**Available records:**
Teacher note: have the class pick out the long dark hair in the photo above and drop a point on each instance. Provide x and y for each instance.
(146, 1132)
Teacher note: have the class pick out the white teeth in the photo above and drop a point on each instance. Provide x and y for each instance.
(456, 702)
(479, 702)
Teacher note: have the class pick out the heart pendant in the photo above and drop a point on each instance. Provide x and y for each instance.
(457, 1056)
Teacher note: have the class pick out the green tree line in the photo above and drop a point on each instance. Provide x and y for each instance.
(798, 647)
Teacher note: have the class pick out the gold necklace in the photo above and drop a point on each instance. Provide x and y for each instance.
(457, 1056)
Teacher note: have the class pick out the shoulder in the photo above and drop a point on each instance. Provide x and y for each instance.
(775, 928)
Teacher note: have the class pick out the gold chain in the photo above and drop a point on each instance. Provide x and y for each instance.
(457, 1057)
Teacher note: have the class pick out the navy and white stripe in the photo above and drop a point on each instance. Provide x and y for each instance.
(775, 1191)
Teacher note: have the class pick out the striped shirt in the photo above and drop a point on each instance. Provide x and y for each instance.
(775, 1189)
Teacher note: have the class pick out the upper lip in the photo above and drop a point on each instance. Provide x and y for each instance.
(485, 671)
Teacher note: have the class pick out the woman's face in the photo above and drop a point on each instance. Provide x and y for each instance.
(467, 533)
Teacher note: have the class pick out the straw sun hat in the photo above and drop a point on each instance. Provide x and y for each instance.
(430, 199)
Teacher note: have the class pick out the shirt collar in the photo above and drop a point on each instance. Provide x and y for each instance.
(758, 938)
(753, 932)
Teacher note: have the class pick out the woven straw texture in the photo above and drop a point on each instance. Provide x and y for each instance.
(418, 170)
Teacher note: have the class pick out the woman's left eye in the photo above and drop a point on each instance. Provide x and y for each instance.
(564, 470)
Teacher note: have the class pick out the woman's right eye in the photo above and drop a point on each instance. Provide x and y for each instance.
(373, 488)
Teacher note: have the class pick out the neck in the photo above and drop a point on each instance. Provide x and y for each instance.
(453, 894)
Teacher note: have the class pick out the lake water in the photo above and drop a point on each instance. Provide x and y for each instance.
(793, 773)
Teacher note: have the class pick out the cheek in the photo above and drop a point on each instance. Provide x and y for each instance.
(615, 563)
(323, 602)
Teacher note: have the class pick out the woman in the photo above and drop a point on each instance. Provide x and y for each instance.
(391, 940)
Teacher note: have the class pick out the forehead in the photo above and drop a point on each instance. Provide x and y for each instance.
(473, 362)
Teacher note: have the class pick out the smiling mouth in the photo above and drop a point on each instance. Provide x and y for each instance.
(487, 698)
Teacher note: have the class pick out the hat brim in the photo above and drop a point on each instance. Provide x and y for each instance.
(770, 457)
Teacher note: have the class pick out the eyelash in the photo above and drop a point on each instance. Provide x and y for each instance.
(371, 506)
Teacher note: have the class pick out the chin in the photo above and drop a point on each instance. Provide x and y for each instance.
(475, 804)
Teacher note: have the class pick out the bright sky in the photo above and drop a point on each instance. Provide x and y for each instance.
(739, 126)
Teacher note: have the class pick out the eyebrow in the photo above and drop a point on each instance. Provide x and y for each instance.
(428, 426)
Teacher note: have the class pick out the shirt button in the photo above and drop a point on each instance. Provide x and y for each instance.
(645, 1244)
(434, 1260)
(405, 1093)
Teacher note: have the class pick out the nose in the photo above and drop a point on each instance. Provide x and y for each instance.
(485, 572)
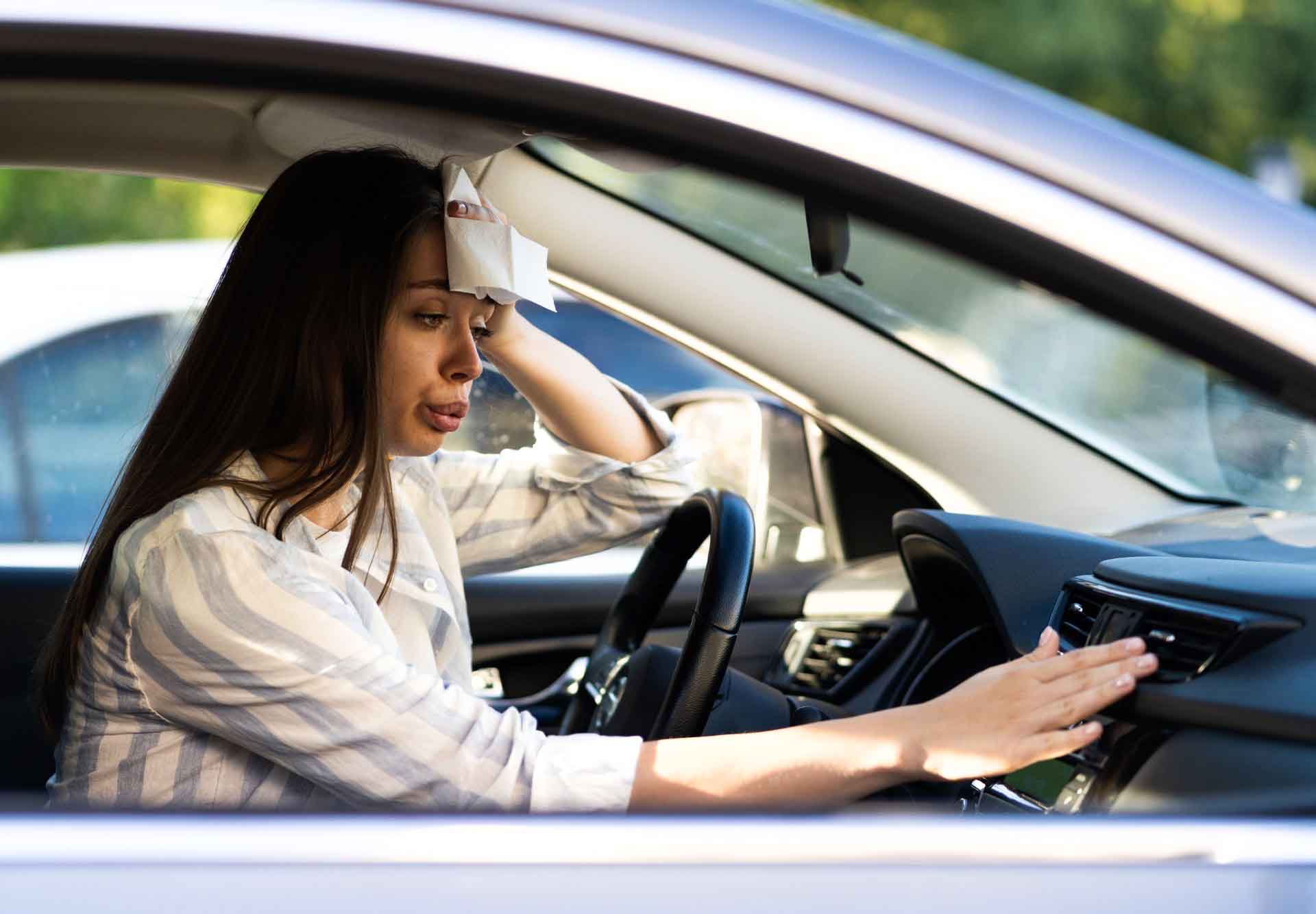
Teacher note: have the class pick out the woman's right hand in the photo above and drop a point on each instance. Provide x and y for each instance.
(1021, 712)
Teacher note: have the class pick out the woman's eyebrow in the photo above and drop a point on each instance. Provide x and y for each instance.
(437, 283)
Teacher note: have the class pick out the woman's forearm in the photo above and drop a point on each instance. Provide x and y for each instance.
(998, 721)
(572, 397)
(806, 767)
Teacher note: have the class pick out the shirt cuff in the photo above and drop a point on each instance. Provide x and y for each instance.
(585, 772)
(566, 466)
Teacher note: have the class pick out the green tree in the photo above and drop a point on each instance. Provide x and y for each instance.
(49, 208)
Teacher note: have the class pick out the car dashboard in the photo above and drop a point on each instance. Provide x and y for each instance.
(1226, 726)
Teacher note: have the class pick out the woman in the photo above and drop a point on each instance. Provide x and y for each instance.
(271, 615)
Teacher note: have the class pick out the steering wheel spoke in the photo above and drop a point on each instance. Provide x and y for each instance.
(725, 520)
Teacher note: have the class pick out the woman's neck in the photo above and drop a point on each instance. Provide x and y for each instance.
(330, 513)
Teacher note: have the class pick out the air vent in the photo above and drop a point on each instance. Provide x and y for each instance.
(1186, 643)
(1189, 637)
(1078, 620)
(816, 656)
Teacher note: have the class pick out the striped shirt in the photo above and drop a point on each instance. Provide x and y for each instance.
(228, 669)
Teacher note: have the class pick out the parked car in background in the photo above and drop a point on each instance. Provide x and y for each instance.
(87, 354)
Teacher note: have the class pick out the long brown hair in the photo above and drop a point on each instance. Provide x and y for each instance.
(284, 353)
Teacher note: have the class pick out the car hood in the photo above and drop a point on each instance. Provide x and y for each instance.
(1256, 534)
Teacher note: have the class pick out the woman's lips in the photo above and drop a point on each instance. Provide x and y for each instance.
(446, 417)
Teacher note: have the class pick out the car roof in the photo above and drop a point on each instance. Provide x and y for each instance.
(818, 50)
(58, 291)
(861, 64)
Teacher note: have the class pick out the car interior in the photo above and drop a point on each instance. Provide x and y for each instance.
(903, 509)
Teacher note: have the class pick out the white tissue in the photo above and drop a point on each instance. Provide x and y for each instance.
(489, 260)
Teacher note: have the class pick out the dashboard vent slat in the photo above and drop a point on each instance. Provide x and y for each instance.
(1184, 643)
(1078, 620)
(831, 654)
(1189, 637)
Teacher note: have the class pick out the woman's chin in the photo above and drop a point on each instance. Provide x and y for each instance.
(422, 445)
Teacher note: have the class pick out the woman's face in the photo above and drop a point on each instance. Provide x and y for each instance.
(428, 357)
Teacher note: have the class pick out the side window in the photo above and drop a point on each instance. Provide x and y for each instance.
(637, 358)
(751, 447)
(71, 409)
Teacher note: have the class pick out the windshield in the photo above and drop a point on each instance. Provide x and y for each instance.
(1173, 419)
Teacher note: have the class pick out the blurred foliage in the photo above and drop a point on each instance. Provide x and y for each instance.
(49, 208)
(1215, 77)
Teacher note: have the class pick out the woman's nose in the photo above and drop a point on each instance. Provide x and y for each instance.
(462, 363)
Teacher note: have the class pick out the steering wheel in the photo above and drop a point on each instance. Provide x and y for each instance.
(618, 658)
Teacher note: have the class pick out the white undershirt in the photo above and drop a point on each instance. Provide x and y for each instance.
(332, 543)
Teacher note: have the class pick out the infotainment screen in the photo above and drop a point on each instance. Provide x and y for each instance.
(1041, 780)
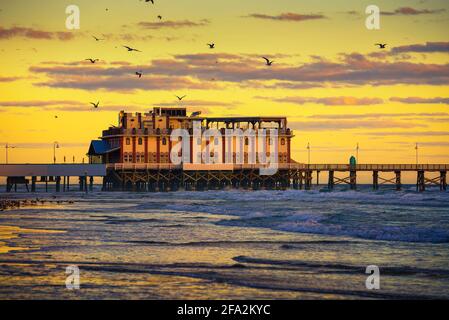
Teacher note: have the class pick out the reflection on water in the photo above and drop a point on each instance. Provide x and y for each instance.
(212, 245)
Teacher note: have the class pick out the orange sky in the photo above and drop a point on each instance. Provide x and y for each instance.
(328, 77)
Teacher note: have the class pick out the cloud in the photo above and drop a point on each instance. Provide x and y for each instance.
(206, 71)
(378, 116)
(408, 133)
(311, 125)
(289, 16)
(173, 24)
(30, 33)
(408, 11)
(36, 103)
(9, 79)
(329, 101)
(417, 100)
(200, 103)
(428, 47)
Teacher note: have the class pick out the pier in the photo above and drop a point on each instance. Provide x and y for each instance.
(166, 177)
(169, 177)
(57, 175)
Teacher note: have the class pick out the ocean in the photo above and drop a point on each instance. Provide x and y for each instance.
(230, 244)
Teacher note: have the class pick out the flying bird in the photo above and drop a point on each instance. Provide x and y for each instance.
(131, 49)
(95, 104)
(268, 61)
(381, 45)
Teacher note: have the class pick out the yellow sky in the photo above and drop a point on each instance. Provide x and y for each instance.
(328, 77)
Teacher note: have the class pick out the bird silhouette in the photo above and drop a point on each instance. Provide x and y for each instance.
(268, 61)
(131, 49)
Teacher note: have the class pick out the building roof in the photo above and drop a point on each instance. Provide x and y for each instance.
(100, 147)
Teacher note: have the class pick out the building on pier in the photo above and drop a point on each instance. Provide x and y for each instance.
(145, 138)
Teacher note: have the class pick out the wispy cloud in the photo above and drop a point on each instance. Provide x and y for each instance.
(9, 79)
(288, 16)
(328, 101)
(417, 100)
(206, 71)
(409, 11)
(428, 47)
(31, 33)
(311, 125)
(173, 24)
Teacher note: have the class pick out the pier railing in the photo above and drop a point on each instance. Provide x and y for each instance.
(282, 166)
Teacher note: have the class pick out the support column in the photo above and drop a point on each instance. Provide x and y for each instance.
(33, 184)
(375, 180)
(353, 180)
(308, 178)
(443, 181)
(58, 184)
(331, 182)
(420, 182)
(398, 180)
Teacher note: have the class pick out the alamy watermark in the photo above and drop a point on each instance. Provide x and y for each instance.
(207, 147)
(373, 280)
(72, 282)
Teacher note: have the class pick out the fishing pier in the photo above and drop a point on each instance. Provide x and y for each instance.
(168, 177)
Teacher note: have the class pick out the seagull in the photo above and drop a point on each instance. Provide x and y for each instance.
(381, 45)
(95, 104)
(269, 62)
(131, 49)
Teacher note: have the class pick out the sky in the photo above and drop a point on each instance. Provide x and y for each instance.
(328, 77)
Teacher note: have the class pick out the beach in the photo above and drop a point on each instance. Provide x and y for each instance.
(231, 244)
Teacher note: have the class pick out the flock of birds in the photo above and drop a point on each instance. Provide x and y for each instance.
(211, 46)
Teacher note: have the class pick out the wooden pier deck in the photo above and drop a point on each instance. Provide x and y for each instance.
(169, 177)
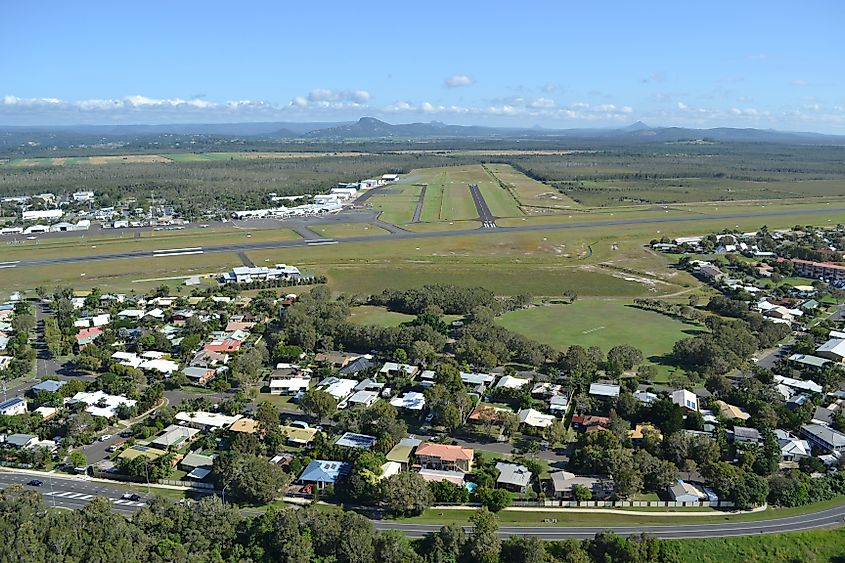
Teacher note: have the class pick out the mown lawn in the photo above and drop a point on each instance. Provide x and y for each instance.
(824, 545)
(593, 322)
(370, 315)
(341, 230)
(505, 281)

**Given task:**
Put the listing above, from its start through the line with "(775, 1191)", into a two-column CSV headed instruction and points, with one row for each teacher note and the coordinates that follow it. Quote every field and replace any line breaks inside a field with spaces.

**Finished exercise:**
instruction,points
"Teacher note: have the class pick out the long dark hair in the photo above and drop a point on each instance. Provide x and y for each instance.","(146, 1132)"
"Teacher note: have the class pick out the white teeth in the photo above and drop a point on each instance. Provide x and y for each instance.","(456, 702) (479, 702)"
"Teacher note: have the class pick out the heart pendant in the photo above and drop a point on each instance. Provide x and y for each instance.","(457, 1056)"
"Teacher note: have the class pick out the green tree line in the photo above and drop a point on each instance. Provide x and y for each instance.","(798, 647)"
"Teacher note: have the class pick out the gold necklace in the photo above and drop a point on each instance. Provide x and y for each instance.","(457, 1056)"
"Teacher note: have the class pick out the shoulder in the photo above and drop a point on each instance. Provide x and y for each instance.","(775, 928)"
"Teacher note: have the class pick out the gold chain in the photo above and drop a point on each instance. Provide x and y for each instance.","(457, 1057)"
"Teacher note: have the class pick out the navy and white stripe in the photo above and drop a point on each instance. Provide x and y for each instance.","(775, 1191)"